#### GOAL OF THE EXERCISE:
Copy out the final stretch of the listing: the line that contains "Tag every instance of the ripening" and all lines after it, exactly as they appear.

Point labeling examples
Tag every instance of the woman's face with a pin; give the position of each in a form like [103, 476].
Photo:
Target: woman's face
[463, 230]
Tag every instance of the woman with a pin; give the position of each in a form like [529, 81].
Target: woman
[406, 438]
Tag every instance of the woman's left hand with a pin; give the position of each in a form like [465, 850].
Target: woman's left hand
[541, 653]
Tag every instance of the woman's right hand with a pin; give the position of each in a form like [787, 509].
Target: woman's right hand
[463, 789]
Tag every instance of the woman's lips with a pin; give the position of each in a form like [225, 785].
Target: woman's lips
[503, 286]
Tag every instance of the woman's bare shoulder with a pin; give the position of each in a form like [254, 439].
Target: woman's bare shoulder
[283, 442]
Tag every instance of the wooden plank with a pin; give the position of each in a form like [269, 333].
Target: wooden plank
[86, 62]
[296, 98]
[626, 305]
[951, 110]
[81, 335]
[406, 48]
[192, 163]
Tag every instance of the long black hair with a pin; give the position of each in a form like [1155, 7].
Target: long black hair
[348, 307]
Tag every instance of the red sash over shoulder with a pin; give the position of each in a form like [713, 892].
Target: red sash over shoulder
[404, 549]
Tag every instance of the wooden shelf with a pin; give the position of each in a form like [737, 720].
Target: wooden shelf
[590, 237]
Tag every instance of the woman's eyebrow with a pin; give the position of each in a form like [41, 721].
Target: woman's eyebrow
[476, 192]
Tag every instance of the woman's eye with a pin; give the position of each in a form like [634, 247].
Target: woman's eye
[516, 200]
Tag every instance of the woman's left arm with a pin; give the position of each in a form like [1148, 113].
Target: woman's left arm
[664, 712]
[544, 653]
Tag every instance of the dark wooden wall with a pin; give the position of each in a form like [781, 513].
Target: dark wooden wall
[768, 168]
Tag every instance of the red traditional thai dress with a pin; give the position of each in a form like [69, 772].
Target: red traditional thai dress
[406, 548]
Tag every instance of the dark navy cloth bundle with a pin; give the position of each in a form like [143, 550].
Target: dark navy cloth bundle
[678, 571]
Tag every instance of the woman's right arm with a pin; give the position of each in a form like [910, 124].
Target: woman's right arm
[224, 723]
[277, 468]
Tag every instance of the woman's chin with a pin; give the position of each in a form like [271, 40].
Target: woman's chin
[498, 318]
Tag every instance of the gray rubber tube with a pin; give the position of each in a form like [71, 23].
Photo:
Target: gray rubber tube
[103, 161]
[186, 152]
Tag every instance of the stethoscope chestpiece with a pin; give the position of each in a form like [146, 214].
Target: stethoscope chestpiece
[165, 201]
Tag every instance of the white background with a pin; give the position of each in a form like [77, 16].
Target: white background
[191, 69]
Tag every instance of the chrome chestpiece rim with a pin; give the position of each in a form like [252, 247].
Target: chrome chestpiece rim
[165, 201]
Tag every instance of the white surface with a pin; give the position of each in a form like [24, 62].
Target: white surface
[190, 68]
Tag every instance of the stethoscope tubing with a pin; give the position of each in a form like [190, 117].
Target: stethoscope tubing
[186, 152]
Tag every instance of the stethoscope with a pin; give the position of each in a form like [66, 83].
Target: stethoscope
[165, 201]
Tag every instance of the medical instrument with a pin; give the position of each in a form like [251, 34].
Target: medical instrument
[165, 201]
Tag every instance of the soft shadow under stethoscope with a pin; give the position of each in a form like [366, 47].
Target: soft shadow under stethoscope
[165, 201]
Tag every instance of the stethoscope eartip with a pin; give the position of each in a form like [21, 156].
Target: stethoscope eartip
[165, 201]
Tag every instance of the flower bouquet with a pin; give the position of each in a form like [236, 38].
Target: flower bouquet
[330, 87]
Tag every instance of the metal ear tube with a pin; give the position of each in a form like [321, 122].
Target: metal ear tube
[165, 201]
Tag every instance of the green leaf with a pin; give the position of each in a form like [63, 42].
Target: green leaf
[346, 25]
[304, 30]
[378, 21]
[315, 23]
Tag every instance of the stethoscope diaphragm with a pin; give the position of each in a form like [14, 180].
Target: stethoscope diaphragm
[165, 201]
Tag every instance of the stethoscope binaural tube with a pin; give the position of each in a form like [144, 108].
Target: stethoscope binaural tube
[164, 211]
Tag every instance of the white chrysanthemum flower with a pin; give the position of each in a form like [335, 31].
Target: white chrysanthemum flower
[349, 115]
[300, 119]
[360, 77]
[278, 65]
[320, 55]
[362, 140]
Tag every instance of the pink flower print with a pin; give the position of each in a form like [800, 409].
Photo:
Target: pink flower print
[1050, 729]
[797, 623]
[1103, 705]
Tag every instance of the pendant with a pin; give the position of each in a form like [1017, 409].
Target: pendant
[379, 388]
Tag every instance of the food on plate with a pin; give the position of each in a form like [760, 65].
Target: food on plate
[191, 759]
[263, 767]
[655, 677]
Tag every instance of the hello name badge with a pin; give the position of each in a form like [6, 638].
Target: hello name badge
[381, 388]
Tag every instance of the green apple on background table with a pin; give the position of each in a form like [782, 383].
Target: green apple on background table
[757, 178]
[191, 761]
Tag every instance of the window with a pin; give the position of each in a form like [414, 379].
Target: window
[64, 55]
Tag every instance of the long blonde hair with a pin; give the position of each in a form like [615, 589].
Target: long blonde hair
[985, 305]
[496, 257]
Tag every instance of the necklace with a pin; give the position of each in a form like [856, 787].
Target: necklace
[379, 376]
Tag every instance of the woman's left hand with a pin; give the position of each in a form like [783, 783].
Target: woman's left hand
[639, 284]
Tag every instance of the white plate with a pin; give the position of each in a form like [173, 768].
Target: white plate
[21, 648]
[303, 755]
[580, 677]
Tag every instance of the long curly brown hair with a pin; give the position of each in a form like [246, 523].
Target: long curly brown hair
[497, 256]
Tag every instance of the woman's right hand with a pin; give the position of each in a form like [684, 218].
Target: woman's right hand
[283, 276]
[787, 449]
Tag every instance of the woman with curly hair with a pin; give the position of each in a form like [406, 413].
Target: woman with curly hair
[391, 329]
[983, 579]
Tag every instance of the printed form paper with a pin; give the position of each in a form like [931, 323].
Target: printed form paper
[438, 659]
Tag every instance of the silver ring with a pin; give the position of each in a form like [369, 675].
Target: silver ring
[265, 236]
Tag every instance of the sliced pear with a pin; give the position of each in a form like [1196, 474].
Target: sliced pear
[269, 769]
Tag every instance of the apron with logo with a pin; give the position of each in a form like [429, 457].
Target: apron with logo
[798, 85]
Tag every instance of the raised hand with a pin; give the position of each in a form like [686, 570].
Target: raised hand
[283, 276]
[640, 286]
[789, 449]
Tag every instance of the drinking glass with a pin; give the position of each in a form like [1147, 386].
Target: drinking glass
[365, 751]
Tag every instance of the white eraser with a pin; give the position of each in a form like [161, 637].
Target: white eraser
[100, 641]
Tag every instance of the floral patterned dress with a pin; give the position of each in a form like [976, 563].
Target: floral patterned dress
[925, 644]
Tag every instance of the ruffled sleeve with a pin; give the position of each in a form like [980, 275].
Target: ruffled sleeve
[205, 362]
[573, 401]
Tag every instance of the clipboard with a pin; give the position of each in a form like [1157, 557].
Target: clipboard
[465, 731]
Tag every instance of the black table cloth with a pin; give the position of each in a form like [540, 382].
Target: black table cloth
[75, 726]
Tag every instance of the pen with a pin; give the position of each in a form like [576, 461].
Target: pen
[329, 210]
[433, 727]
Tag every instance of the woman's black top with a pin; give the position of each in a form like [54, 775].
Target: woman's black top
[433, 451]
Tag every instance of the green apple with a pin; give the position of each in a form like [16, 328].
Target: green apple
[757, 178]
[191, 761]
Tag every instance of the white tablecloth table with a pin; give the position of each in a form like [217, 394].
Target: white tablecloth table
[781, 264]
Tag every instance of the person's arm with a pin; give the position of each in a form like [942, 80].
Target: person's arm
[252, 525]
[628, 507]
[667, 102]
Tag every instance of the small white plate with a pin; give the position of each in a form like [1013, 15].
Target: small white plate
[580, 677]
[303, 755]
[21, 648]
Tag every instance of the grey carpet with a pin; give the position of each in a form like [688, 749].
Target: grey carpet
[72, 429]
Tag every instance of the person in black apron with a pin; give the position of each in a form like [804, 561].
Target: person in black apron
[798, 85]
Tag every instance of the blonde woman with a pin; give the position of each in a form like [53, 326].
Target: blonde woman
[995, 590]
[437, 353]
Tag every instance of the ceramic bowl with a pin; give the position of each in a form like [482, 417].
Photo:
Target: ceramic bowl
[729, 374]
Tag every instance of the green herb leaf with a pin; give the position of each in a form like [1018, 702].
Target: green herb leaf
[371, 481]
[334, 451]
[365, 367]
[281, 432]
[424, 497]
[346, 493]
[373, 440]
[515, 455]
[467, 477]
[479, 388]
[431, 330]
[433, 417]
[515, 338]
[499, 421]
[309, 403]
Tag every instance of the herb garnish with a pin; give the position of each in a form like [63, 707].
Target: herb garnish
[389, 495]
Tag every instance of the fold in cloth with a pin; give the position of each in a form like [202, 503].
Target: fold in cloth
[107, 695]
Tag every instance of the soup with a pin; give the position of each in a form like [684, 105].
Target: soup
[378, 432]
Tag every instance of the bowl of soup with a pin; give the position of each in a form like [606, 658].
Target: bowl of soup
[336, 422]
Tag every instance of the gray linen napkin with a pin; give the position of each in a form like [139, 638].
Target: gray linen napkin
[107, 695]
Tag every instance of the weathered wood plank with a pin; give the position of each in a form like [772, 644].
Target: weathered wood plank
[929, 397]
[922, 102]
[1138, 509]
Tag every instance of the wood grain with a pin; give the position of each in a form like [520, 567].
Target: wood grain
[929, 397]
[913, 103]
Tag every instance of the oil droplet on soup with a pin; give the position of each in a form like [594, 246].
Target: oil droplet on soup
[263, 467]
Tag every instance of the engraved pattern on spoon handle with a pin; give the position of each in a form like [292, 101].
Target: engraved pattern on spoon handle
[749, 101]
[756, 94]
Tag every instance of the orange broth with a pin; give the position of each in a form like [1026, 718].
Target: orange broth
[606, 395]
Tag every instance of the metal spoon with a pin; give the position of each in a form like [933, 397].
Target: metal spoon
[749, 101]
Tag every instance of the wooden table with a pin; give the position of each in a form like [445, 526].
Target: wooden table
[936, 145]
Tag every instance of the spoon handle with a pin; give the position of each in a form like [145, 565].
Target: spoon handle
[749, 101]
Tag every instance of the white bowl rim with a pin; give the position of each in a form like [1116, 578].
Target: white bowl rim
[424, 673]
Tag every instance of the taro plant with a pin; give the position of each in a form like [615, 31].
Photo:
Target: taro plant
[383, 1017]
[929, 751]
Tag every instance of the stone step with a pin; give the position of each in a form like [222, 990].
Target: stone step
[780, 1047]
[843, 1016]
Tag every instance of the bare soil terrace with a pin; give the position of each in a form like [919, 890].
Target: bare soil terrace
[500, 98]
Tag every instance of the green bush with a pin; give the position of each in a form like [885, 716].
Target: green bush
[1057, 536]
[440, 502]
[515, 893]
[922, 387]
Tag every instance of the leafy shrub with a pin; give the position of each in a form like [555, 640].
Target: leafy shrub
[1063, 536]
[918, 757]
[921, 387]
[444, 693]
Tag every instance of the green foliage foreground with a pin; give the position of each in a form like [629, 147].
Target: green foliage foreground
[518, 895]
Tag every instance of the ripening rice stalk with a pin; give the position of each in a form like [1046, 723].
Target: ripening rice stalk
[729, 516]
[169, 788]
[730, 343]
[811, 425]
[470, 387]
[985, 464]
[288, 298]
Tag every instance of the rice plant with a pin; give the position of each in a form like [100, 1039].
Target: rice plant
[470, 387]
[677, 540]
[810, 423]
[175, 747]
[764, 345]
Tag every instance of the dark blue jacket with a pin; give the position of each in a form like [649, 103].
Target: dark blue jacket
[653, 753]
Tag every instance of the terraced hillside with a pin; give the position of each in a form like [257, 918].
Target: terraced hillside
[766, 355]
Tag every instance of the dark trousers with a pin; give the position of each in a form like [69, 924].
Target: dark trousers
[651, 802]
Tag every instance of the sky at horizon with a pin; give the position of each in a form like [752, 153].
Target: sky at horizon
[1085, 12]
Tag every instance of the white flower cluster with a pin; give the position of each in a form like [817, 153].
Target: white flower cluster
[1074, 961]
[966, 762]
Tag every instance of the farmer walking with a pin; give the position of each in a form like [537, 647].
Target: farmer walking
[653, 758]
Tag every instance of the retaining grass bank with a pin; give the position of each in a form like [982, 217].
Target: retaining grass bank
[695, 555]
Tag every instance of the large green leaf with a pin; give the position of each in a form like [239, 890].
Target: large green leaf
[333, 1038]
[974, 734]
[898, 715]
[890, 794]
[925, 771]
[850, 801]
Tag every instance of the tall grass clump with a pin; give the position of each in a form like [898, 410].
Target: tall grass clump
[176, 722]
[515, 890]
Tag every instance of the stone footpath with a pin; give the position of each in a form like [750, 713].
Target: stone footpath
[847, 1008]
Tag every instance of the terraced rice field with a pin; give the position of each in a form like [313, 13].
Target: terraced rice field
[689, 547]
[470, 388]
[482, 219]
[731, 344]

#### FINISHED TASK:
Tag every instance of the ripening rice stalk with a pin; give the position of each in a form like [1046, 723].
Target: ripening rice stalk
[729, 516]
[169, 788]
[730, 343]
[811, 425]
[470, 387]
[985, 464]
[288, 298]
Tag every instance of the rice plant with a pin; give the position of each in a form like [100, 1039].
Target: rice plant
[470, 387]
[677, 540]
[810, 423]
[175, 747]
[764, 345]
Tag every instance of the dark blue jacket with a pin; give the position of each in a form like [649, 103].
Target: dark blue jacket
[653, 753]
Tag every instance of the terraced hillside with a pin; give the position of each in a form like [257, 918].
Target: terraced hillside
[766, 355]
Tag every instance of the dark trousers with a pin; give the position of each in a form like [69, 924].
Target: dark trousers
[651, 802]
Tag every instance of the sky at horizon with a pin; give the position of each in a form like [752, 153].
Target: sky at horizon
[1085, 12]
Tag every instance of the white flower cluster with a pin; give the position of each in a form like [817, 153].
Target: white flower cluster
[1074, 961]
[966, 762]
Tag every instance of the farmer walking with a pin; give the position of each in a form like [537, 647].
Target: farmer walking
[653, 758]
Tag every instance of the retaining grass bank with a pin; give the position of each in a form like [982, 217].
Target: retaining grass bank
[695, 555]
Tag every instance of the large green leaf with a pin; give the position of each in a form like [239, 890].
Target: large green leaf
[333, 1038]
[974, 734]
[898, 715]
[890, 794]
[925, 771]
[850, 801]
Tag every instance of the tall grass clump with a pin; give the position of each in a form like [898, 410].
Target: tall grass clump
[176, 722]
[515, 890]
Tag every instance of the stone footpath with a pin; give the position of each in a form like [750, 713].
Target: stone footpath
[847, 1008]
Tag every instance of the terraced rice field with a pin; give the position of each in a form like [313, 13].
Target: terraced rice field
[689, 547]
[470, 388]
[482, 219]
[731, 344]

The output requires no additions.